Required tasks:
**A.** In the article on the Chinese softshell turtle, who is the DENR executive director?
**B.** Revise the article on the Chinese softshell turtle, starting at "Maximo Dichoso, DENR" and ending at "fingerlings in fishponds.", with "fingerlings" replaced by "fry".
**C.** Continue the article on the Chinese softshell turtle from its last sentence.

Source document Block Start

The Chinese softshell turtle is said to be extensively farmed in China, Taiwan, Thailand and Vietnam for food, and while this specie, with the scientific name of Pelodiscus sinensis, has been introduced in the Philippines in the early 1900s, lately it has been reported by the Department of Environment and Natural Resources (DENR) that it has been causing havoc in Central Luzon’s local fish and other aquatic animals.
Maximo Dichoso, DENR executive director, expressed alarm over the increasing complaints received by his office from fishpond owners and operators about the turtle preying on local fish species, and bangus and tilapia fingerlings in fishponds.
They likened the turtle menace to the ‘golden kuhol’ that wreaked havoc on rice farms during the 1980s. But this specie of turtle that grows to be about a foot long is carnivorous and aggressive, “preferring to forage at night to feed on fish, crustaceans, mollusks and insects.”
This alarming report has prompted DENR to order a team of biologists and conservation experts to conduct a six-month study to determine the impact of the softshell turtle on the environment and the local fishing industry of the affected provinces, and to identify wildlife management interventions from the government.

Source document Block End
Data to examine Block Start

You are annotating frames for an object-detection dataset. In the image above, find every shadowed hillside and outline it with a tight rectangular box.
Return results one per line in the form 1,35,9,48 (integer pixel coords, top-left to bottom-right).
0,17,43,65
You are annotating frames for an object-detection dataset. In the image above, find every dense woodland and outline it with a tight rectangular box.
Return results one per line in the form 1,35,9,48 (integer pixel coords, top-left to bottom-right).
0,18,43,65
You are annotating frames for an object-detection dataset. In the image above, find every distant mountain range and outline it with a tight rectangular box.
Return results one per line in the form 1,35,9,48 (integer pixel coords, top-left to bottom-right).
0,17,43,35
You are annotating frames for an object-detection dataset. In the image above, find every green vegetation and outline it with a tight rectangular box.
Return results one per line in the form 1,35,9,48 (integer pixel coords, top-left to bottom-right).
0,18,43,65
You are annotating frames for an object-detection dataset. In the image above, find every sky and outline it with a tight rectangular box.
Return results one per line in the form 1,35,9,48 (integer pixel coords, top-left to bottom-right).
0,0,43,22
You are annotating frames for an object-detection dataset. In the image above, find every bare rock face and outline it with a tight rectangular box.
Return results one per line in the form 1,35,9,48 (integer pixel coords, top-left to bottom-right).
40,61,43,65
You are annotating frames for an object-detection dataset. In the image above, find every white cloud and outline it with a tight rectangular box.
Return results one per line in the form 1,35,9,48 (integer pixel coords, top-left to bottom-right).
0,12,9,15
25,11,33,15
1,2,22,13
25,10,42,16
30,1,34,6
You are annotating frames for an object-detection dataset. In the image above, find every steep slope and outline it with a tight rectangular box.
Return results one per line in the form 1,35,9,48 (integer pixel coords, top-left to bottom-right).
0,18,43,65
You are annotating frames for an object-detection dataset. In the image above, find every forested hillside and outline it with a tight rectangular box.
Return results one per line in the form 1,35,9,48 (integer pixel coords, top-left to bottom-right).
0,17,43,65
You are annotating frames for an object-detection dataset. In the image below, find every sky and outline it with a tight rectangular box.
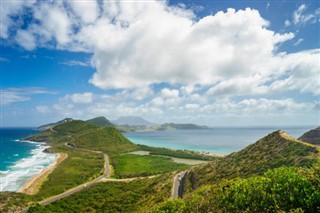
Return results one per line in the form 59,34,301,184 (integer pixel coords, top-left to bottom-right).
0,0,320,127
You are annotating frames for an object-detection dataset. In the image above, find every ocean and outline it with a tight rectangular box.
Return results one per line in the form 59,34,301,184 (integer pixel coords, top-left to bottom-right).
124,126,314,155
0,128,56,191
0,126,314,191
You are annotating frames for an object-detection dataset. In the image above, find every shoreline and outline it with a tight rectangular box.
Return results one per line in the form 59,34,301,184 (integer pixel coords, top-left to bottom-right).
18,153,68,195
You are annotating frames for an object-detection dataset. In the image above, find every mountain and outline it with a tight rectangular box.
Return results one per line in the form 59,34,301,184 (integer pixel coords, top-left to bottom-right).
298,126,320,146
37,118,73,131
188,131,320,189
112,116,155,126
86,116,114,126
153,123,209,130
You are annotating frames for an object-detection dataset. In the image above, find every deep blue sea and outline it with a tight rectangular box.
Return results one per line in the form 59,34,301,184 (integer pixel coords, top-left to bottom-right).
124,126,315,154
0,128,56,191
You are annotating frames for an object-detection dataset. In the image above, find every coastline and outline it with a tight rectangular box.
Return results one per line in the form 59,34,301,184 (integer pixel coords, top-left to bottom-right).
18,153,68,195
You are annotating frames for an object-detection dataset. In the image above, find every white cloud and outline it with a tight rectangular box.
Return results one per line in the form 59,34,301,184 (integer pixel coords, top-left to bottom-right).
5,1,320,102
0,57,10,62
36,105,50,114
64,92,93,104
0,87,55,105
0,0,36,39
35,2,72,46
61,60,90,67
16,30,37,50
284,20,291,27
68,0,99,24
292,4,320,25
293,38,304,46
161,88,179,98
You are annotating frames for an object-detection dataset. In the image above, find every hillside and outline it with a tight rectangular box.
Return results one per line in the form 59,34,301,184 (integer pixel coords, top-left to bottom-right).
186,131,319,190
69,127,137,154
298,126,320,146
37,118,73,130
86,116,114,126
152,123,208,130
112,116,155,127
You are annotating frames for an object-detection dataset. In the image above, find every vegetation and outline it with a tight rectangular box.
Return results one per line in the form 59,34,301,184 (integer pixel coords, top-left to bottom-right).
69,127,137,154
37,146,104,198
37,118,73,130
156,123,208,130
0,192,36,212
298,126,320,145
28,174,172,212
112,154,188,178
138,144,220,160
87,116,114,126
154,164,320,213
185,131,319,191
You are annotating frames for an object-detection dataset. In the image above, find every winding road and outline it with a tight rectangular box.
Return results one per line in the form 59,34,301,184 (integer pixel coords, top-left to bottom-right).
172,171,187,199
21,143,187,213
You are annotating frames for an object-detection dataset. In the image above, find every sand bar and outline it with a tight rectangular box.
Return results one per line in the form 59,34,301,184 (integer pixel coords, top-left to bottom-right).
18,153,68,195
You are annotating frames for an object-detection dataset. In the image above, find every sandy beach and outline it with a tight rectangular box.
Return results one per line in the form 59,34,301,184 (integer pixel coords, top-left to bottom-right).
18,153,68,195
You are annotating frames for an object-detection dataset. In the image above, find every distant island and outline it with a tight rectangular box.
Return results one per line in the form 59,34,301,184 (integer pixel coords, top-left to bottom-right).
0,117,320,213
37,116,209,132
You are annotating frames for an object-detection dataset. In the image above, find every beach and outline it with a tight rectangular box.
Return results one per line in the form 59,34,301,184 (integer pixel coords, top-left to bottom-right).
18,153,68,195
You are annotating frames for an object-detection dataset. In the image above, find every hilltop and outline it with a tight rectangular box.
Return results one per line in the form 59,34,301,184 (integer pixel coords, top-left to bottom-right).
37,118,73,130
87,116,114,126
187,131,319,190
112,116,155,127
152,123,209,130
298,126,320,146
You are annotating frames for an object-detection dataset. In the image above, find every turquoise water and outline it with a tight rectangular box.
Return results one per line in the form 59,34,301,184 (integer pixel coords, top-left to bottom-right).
124,126,314,154
0,128,56,191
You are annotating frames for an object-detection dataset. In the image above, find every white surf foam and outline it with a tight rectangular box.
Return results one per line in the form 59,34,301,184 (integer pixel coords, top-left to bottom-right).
0,141,57,191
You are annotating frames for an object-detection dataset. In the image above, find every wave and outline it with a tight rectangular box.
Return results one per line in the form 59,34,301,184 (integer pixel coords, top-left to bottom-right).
0,141,57,191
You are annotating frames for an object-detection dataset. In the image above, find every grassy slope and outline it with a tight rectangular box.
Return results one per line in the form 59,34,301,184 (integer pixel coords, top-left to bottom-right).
186,131,319,190
138,144,220,160
70,127,137,154
86,116,114,126
154,163,320,213
29,174,172,212
37,146,104,199
112,154,189,178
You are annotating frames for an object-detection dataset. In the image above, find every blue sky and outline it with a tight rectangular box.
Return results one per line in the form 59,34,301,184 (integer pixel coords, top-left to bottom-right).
0,0,320,126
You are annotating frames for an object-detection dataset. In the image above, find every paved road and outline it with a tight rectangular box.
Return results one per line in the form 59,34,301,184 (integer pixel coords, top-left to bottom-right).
172,171,187,199
39,154,110,205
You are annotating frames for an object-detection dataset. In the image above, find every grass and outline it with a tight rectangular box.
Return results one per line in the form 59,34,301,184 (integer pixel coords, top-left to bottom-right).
29,174,172,212
138,144,219,160
37,146,104,199
112,154,189,178
70,127,137,154
182,131,319,194
0,192,37,212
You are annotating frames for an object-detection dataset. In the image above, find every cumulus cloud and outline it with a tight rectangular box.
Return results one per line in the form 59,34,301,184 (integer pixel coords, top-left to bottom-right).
161,88,179,98
1,1,320,99
292,4,320,25
61,60,90,67
16,30,37,50
63,92,93,104
0,87,55,105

Data to examine Block End

Answers to this exercise:
**A.** Maximo Dichoso

**B.**
Maximo Dichoso, DENR executive director, expressed alarm over the increasing complaints received by his office from fishpond owners and operators about the turtle preying on local fish species, and bangus and tilapia fry in fishponds.

**C.**
“We want to determine the rate of reproduction of this turtle species and come up with a regional policy on the allowable quota for its collection either for food or export,” Dichoso explained, noting that some private individuals have expressed willingness to harvest the turtles for export.
Thus, Dichoso warned the public against propagating or raising the animal as pet, citing that the reptile is considered “a threat to local biodiversity and a pest in the multimillion-peso fishing industries of Pampanga, Bulacan and Bataan.”
There is no doubt that flooding caused by heavy rainfall during storms and/or typhoons has contributed to the proliferation of these invasive species of turtles in fishponds.